** WHAT IS NEEDED **
Report how many lines in the rows below contain the string "with". Case counts.

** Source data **

▼▼▼

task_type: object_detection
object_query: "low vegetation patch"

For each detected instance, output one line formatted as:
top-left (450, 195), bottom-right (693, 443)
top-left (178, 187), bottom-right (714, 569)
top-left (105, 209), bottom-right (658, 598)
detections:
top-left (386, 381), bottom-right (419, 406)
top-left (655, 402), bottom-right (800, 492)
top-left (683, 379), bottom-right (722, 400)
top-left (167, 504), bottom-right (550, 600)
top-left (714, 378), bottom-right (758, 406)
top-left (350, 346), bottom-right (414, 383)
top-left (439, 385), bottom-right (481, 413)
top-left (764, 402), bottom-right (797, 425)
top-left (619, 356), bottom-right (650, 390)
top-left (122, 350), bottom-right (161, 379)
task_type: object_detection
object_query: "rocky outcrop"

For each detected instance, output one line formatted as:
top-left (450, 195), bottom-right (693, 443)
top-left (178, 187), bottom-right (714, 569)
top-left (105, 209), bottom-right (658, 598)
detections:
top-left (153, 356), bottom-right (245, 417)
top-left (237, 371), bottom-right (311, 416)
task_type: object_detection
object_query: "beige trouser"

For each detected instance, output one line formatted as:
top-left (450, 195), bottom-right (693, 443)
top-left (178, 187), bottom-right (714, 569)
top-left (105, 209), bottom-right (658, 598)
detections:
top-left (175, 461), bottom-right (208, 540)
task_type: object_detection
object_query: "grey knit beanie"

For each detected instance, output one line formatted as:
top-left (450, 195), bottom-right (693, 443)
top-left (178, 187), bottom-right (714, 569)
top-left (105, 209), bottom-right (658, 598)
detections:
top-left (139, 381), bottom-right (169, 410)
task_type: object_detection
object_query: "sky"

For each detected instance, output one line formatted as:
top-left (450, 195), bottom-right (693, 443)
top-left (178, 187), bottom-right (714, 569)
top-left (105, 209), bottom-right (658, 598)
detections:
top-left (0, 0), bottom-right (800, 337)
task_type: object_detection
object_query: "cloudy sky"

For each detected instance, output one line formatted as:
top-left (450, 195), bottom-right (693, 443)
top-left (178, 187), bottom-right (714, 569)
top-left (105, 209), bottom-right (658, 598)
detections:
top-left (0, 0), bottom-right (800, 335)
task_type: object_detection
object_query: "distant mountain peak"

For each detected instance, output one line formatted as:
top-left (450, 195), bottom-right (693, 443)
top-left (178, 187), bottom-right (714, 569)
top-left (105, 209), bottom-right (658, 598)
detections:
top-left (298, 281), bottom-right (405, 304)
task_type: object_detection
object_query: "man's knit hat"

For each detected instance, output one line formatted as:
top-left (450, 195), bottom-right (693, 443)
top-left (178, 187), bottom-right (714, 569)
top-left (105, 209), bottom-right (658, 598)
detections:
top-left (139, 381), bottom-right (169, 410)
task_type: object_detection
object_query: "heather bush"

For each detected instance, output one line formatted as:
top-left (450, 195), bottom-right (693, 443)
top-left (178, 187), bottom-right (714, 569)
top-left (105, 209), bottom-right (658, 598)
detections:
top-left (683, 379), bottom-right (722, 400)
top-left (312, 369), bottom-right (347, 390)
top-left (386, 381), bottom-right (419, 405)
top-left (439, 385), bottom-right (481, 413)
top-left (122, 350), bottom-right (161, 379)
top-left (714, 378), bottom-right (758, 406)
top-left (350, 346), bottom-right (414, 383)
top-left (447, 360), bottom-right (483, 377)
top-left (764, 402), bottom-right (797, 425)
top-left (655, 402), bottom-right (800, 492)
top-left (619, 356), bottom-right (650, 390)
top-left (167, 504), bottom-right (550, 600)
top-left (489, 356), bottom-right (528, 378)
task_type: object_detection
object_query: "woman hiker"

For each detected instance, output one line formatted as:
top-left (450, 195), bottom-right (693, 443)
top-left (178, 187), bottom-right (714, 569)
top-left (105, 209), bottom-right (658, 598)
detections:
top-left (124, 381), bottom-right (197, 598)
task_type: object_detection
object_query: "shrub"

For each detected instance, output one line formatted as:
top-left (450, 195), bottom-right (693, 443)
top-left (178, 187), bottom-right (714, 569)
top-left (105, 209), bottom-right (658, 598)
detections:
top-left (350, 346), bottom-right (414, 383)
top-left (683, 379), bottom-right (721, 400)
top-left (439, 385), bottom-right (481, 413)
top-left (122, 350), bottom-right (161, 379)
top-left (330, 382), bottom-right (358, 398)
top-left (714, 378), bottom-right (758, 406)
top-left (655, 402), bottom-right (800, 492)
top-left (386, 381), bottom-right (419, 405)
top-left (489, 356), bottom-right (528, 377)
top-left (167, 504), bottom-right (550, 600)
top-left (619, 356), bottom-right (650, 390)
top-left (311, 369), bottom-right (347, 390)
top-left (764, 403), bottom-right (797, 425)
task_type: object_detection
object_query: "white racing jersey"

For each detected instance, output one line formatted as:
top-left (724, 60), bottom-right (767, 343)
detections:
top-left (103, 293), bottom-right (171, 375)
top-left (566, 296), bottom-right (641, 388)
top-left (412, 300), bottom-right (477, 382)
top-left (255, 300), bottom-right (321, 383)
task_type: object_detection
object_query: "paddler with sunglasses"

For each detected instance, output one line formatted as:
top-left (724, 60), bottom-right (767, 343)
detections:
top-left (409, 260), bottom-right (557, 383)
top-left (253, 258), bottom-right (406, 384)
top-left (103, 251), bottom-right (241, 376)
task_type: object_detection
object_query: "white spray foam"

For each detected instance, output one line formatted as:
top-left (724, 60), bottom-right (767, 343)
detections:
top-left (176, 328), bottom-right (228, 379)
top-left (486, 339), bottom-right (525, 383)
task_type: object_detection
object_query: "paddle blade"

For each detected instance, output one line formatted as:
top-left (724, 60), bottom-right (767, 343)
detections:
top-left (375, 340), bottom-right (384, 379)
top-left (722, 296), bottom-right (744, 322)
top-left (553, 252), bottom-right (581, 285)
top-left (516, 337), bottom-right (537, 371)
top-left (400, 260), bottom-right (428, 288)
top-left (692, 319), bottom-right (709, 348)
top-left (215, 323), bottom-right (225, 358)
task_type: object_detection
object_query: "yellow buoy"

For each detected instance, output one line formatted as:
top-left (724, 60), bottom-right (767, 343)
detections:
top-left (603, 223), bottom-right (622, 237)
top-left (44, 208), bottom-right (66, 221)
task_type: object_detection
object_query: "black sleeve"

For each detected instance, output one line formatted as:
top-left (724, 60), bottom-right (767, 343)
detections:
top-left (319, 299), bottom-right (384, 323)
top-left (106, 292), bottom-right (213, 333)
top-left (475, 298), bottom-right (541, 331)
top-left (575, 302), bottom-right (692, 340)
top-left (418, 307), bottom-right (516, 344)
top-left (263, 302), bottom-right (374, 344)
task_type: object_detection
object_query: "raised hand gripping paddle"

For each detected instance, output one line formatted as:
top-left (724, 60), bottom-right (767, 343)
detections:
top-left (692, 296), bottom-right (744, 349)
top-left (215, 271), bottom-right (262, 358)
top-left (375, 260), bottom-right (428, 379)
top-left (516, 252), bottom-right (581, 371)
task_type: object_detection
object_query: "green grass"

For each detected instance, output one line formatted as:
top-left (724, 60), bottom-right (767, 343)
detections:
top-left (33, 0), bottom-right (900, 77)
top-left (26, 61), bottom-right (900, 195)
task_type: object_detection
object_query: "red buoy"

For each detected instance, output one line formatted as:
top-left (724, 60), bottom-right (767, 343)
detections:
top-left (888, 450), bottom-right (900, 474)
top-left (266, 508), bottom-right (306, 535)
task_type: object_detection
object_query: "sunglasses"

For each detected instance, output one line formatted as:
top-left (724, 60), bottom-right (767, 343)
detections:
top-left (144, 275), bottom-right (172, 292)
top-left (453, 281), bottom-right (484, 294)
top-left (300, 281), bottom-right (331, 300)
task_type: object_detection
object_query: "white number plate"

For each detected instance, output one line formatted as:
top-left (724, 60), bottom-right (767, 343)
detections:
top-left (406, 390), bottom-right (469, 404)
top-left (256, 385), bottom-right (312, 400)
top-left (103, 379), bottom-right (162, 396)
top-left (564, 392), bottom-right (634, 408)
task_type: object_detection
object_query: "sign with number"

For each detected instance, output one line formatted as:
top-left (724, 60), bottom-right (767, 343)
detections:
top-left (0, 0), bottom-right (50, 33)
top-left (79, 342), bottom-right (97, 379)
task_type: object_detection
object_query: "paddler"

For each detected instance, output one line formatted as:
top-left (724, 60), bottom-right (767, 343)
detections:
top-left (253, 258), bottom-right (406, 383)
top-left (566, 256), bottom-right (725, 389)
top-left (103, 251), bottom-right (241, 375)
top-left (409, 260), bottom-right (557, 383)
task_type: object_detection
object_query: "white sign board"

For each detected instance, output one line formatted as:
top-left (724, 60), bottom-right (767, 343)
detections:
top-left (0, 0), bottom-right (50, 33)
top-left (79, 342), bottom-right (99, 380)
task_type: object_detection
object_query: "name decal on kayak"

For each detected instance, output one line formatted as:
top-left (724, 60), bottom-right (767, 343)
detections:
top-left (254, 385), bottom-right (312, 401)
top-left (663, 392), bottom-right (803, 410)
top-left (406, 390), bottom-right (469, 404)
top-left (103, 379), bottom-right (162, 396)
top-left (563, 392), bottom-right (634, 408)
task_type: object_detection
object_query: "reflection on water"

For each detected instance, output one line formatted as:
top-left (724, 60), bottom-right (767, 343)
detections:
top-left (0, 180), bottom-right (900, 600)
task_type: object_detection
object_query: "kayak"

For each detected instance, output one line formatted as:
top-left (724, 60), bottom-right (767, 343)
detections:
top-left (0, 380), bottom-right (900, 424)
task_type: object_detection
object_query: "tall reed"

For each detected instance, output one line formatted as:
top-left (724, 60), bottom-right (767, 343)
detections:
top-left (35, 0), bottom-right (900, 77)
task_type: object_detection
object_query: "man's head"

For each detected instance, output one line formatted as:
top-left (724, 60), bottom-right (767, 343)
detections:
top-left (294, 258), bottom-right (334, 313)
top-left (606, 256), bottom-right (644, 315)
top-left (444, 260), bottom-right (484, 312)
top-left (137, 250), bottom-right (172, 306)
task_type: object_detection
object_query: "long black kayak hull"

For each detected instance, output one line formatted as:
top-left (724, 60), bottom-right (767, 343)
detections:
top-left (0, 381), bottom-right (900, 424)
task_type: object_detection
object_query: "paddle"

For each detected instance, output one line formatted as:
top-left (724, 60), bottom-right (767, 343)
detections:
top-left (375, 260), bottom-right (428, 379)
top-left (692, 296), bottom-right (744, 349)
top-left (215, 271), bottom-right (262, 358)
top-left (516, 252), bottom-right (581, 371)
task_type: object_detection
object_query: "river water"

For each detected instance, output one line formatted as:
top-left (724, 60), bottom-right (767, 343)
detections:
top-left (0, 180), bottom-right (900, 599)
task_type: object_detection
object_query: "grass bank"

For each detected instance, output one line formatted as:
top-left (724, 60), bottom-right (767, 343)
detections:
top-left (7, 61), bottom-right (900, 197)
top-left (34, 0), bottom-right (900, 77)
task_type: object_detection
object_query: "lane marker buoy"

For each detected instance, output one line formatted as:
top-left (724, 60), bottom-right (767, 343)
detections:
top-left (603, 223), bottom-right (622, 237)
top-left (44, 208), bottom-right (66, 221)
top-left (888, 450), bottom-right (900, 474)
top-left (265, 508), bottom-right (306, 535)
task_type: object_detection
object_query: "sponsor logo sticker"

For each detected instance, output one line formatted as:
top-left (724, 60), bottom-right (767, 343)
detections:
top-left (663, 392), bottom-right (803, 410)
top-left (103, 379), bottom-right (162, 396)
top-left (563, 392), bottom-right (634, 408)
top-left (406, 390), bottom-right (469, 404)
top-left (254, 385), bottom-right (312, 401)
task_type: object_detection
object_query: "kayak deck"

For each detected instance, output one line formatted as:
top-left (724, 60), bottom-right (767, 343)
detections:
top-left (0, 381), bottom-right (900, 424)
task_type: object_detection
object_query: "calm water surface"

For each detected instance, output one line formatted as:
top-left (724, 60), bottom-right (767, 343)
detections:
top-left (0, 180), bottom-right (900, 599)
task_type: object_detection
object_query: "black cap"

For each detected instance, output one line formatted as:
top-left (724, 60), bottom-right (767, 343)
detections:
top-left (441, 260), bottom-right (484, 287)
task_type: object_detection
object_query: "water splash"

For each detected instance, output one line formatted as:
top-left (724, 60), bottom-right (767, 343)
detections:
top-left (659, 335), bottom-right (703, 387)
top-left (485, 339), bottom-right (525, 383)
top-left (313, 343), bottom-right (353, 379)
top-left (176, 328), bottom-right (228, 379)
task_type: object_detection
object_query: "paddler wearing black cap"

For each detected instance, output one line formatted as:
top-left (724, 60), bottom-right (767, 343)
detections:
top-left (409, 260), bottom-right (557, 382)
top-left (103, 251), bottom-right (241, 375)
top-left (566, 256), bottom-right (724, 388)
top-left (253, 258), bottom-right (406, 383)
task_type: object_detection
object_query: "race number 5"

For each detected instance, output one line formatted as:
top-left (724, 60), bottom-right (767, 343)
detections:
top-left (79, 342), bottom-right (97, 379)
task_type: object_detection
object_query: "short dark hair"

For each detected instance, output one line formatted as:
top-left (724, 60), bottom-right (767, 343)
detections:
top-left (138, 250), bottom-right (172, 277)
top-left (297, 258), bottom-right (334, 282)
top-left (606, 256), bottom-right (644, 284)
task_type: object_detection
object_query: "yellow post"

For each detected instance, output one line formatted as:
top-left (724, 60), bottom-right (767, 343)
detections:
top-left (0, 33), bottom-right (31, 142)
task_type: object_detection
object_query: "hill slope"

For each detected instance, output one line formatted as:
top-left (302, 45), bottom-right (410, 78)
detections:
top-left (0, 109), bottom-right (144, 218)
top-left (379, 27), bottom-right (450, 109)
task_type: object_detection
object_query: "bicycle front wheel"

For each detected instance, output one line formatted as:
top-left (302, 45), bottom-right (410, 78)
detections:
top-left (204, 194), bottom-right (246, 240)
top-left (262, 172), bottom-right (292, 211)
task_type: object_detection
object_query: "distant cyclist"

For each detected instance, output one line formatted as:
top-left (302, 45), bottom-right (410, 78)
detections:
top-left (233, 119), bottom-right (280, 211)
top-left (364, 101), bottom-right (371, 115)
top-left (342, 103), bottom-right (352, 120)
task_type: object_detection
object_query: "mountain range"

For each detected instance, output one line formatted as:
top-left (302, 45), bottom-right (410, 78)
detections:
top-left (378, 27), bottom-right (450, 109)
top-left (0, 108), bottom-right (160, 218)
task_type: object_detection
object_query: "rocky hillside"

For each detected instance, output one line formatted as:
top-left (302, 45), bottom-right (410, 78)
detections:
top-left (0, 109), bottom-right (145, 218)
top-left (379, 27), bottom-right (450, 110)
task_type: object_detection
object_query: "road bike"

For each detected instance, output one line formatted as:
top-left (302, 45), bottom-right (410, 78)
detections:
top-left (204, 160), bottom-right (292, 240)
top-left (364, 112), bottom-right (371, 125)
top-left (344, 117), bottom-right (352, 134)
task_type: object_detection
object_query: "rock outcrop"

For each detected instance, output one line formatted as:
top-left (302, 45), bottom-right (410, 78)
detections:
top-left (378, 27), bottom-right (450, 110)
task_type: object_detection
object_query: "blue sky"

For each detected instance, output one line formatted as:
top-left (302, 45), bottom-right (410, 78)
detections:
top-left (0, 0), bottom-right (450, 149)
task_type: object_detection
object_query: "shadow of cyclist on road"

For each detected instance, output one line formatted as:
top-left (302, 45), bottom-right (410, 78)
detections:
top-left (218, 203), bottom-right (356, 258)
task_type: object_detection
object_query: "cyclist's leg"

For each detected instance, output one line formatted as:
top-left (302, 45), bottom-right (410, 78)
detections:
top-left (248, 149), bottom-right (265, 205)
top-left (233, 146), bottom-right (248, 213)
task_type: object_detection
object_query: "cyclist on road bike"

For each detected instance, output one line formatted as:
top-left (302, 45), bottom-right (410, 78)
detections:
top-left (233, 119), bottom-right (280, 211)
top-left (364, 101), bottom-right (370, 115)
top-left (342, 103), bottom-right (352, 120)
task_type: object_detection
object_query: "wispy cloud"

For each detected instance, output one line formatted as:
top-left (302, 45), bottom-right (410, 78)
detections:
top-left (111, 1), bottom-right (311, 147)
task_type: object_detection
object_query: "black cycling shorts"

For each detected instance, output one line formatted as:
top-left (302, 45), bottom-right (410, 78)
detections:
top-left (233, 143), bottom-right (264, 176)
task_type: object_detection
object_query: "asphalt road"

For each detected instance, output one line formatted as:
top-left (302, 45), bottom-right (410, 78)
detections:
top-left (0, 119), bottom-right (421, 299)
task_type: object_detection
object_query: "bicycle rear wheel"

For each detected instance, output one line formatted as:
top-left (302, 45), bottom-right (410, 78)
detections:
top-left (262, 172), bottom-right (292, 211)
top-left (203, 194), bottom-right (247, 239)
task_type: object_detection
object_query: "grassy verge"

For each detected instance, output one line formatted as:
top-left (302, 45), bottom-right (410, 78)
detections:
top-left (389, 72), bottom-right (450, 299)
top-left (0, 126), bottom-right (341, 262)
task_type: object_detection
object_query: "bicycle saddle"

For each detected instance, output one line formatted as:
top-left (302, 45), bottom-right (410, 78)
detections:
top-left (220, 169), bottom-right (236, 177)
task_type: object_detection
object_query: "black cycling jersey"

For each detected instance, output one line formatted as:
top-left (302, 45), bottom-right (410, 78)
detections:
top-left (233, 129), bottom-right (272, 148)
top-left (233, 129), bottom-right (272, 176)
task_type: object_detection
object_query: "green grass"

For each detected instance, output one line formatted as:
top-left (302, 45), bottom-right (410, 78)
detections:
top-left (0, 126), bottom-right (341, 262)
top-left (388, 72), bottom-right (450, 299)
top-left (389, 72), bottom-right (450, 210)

▲▲▲

** FULL SOLUTION **
2